Output the part that opens with the line containing "Every instance of the woman's high" and closes with the line containing "pixel 126 130" as a JSON list of strings, one string per line with both end lines included. Leave out blank lines.

LISTED ENTRIES:
## START

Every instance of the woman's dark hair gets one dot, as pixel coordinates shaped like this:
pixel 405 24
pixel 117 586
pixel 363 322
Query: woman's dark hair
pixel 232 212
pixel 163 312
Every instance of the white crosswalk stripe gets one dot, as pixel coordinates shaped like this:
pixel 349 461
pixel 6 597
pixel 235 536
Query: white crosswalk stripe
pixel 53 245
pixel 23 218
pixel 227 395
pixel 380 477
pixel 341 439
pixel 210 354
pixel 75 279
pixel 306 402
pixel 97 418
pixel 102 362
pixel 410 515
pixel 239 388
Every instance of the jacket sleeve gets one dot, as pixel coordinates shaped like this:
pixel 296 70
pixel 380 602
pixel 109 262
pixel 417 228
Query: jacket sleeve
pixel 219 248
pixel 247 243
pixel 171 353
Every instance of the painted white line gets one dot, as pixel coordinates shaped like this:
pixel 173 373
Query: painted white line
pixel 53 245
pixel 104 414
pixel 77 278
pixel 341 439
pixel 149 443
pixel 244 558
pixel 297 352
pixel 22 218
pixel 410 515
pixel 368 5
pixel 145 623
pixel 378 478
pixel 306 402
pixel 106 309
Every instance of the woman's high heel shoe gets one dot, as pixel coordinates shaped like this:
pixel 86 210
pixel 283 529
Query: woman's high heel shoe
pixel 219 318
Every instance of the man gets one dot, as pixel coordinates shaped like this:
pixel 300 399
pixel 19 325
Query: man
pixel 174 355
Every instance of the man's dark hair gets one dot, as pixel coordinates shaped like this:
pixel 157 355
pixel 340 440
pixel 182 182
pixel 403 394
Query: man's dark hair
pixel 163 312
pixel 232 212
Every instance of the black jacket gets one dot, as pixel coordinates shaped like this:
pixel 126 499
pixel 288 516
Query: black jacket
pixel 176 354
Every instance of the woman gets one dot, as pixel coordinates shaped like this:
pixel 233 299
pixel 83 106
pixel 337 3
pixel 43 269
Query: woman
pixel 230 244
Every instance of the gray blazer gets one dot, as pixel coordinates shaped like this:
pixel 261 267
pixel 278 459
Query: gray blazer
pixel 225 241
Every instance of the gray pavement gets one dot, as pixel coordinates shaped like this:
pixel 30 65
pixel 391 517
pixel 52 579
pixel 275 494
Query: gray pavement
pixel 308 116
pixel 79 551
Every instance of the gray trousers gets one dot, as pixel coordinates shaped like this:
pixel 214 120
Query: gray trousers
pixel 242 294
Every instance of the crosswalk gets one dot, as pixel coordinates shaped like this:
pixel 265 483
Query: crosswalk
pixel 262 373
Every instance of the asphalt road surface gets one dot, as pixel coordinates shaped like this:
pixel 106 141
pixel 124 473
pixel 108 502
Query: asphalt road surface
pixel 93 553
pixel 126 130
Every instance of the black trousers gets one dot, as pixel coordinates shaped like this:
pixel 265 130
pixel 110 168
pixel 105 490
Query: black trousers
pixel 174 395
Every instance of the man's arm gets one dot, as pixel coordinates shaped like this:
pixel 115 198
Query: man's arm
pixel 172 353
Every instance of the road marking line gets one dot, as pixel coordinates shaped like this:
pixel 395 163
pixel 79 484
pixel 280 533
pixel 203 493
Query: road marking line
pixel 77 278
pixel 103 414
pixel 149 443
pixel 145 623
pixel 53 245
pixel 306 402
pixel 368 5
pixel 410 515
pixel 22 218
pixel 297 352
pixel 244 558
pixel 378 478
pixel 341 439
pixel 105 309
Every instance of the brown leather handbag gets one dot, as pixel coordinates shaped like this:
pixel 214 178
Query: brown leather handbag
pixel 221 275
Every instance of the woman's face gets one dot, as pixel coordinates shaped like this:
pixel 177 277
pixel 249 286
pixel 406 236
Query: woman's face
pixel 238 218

## END
## START

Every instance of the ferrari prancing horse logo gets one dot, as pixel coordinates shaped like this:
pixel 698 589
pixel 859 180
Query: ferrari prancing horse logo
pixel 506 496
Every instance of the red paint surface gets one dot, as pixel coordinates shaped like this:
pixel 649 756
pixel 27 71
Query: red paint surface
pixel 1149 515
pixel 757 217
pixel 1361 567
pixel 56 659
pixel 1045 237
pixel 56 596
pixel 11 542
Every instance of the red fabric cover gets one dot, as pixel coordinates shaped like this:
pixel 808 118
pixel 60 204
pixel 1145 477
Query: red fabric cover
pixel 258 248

## END
## START

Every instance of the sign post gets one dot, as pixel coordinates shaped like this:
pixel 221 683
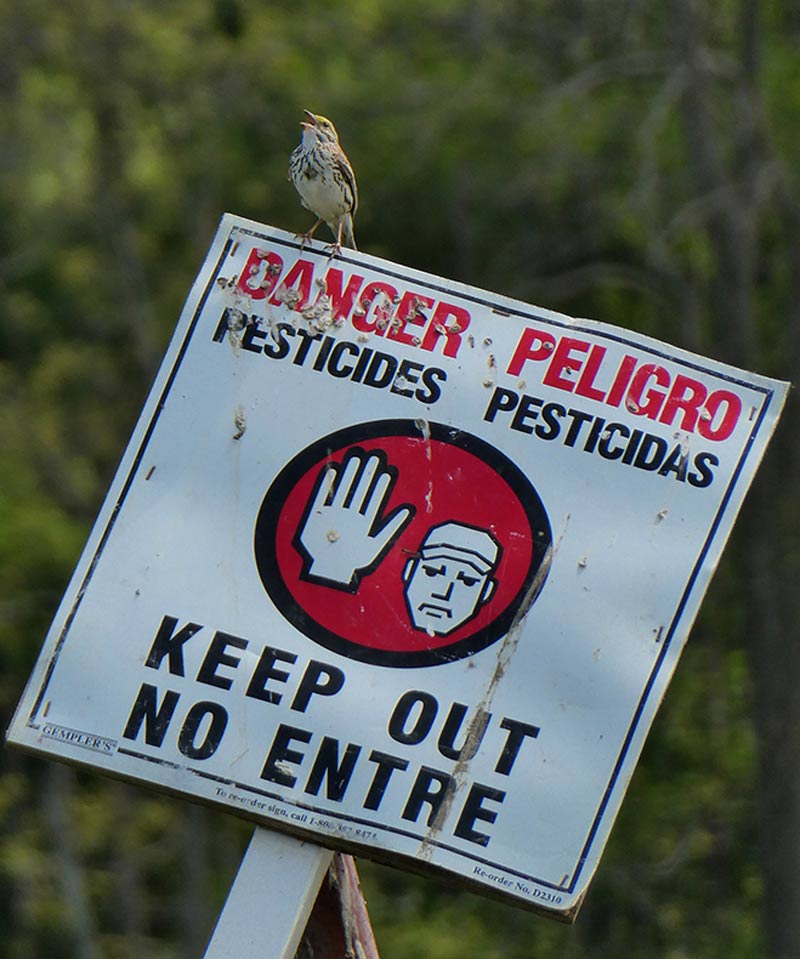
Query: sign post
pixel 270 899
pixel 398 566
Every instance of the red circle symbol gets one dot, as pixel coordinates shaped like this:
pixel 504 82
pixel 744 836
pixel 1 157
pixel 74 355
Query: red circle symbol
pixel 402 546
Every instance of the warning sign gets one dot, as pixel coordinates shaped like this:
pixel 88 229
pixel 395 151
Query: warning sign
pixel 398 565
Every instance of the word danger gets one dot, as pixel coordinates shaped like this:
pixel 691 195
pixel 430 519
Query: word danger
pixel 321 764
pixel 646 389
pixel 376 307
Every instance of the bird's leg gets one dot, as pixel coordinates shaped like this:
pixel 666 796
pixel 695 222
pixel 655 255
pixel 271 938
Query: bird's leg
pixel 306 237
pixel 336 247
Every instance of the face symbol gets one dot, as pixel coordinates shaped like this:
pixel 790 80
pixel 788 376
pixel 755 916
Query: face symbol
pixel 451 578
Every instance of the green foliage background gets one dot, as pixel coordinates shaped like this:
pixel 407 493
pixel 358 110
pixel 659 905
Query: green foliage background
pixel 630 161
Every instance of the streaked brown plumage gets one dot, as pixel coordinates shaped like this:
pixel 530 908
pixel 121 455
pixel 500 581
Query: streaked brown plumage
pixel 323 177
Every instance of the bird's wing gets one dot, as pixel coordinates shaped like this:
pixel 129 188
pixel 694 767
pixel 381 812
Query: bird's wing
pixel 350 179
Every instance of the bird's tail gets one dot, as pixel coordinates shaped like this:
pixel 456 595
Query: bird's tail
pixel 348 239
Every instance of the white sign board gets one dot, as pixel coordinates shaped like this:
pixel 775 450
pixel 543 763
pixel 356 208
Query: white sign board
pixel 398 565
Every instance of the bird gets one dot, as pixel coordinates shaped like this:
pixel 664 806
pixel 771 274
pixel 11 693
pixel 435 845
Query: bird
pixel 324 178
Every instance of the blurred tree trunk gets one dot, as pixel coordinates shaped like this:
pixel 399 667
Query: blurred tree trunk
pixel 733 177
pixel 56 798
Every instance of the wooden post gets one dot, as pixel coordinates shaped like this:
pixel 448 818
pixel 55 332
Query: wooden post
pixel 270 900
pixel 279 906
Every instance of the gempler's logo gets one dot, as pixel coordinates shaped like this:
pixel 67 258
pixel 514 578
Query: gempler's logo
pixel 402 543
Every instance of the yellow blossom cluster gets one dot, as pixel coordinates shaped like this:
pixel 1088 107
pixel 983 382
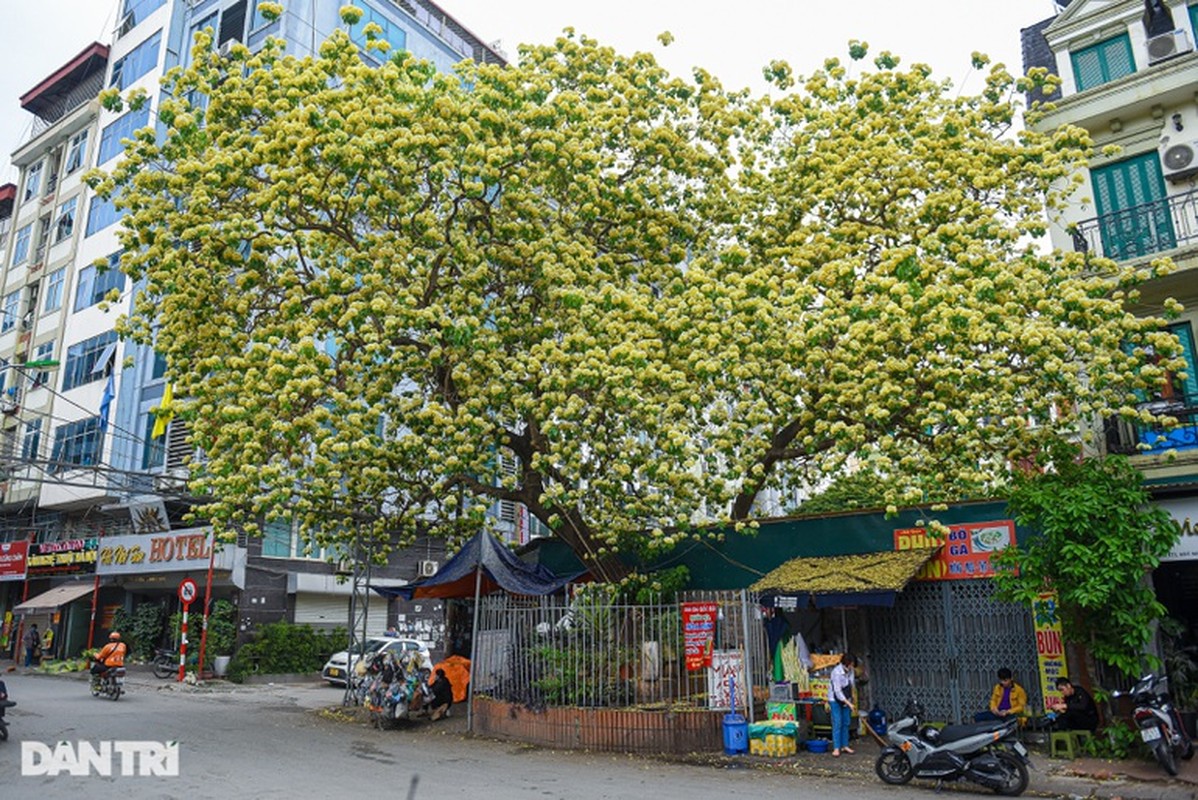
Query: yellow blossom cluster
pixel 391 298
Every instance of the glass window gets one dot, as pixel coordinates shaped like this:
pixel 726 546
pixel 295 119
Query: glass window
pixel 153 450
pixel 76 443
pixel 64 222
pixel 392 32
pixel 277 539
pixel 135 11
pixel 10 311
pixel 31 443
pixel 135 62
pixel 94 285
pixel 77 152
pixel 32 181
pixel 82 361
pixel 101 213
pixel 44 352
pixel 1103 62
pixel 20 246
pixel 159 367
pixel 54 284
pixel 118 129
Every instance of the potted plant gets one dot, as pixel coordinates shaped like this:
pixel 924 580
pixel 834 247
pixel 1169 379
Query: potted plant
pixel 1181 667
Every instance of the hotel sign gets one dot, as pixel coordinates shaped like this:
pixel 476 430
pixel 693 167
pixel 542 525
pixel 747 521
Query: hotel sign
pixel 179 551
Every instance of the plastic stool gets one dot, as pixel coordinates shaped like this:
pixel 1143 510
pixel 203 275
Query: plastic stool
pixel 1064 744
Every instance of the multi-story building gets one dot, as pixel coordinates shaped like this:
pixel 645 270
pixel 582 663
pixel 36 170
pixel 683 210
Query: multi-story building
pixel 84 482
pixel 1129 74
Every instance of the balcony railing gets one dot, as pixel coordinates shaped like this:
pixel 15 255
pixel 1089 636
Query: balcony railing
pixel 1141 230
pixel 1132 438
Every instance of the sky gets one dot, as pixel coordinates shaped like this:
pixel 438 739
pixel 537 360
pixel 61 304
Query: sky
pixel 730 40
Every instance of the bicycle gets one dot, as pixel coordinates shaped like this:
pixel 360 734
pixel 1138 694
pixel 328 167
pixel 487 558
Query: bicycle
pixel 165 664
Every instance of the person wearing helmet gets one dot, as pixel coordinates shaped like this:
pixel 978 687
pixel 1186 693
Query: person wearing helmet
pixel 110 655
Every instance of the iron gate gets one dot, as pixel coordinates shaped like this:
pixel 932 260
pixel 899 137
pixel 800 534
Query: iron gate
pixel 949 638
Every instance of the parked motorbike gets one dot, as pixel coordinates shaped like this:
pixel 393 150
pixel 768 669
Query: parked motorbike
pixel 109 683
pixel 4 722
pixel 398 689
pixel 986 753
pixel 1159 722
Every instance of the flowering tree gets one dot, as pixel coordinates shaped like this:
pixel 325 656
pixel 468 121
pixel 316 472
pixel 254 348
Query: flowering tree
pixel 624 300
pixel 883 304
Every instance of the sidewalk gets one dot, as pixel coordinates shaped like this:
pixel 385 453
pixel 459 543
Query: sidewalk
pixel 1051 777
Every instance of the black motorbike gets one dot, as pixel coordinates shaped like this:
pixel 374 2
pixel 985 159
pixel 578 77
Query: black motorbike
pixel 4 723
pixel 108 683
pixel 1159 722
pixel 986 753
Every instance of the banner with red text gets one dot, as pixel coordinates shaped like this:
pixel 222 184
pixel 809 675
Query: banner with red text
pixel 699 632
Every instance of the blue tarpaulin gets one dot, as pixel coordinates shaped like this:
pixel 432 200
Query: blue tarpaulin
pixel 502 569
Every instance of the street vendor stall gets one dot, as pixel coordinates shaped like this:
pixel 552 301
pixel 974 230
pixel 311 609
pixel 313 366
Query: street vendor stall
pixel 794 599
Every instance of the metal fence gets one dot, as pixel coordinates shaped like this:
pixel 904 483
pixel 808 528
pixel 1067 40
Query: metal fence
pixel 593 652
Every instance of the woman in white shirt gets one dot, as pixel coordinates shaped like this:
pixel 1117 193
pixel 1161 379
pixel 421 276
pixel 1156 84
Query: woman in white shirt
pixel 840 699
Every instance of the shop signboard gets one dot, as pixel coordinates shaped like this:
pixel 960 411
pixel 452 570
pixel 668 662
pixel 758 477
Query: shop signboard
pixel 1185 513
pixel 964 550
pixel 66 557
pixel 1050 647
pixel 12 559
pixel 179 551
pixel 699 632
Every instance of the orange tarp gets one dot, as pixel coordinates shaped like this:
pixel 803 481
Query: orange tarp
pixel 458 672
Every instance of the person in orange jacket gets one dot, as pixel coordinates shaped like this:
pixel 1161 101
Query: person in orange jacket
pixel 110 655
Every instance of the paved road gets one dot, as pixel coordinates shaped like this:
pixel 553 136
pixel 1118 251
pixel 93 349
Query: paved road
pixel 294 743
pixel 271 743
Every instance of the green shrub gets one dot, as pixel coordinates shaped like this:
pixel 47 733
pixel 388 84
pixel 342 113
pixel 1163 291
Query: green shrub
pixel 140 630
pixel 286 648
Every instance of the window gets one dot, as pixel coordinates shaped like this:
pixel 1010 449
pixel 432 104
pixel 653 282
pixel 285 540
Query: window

## END

FULL RESPONSE:
[
  "Every instance of the woman's high heel shoe gets one dot, as pixel coordinates shaped like this:",
  "pixel 86 210",
  "pixel 283 529",
  "Query: woman's high heel shoe",
  "pixel 219 318",
  "Every instance of the man gets one dot, as pixel coordinates shaped like this:",
  "pixel 300 399",
  "pixel 19 325",
  "Query: man",
  "pixel 174 355",
  "Every instance of the man's dark hair gets one dot, as pixel coordinates shaped like this:",
  "pixel 157 355",
  "pixel 340 440",
  "pixel 182 182",
  "pixel 403 394",
  "Query: man's dark hair",
  "pixel 163 312",
  "pixel 232 212",
  "Every instance of the black jacket gets one dot, as pixel coordinates shaped like this:",
  "pixel 126 499",
  "pixel 288 516",
  "Query: black jacket",
  "pixel 176 354",
  "Every instance of the woman gets one dot, as pixel coordinates shaped like this:",
  "pixel 233 299",
  "pixel 83 106",
  "pixel 337 3",
  "pixel 43 269",
  "Query: woman",
  "pixel 230 244",
  "Every instance of the gray blazer gets one dot, as pixel coordinates shaped like this:",
  "pixel 261 267",
  "pixel 278 459",
  "Query: gray blazer",
  "pixel 225 241",
  "Every instance of the gray pavement gets one dot, as pixel coordinates shaped like this:",
  "pixel 30 65",
  "pixel 391 517",
  "pixel 52 579",
  "pixel 275 494",
  "Query: gray pavement",
  "pixel 308 116",
  "pixel 79 551",
  "Every instance of the gray trousers gets one dot, as pixel coordinates shaped like this:",
  "pixel 214 120",
  "Query: gray trousers",
  "pixel 242 294",
  "Every instance of the crosswalk gets one dot, as pixel coordinates shaped like this:",
  "pixel 265 483",
  "Query: crosswalk",
  "pixel 262 373",
  "Every instance of the asphalt road surface gets one dot, as pixel coordinates shaped like this:",
  "pixel 106 141",
  "pixel 124 473",
  "pixel 108 502",
  "Query: asphalt road surface",
  "pixel 93 553",
  "pixel 126 130"
]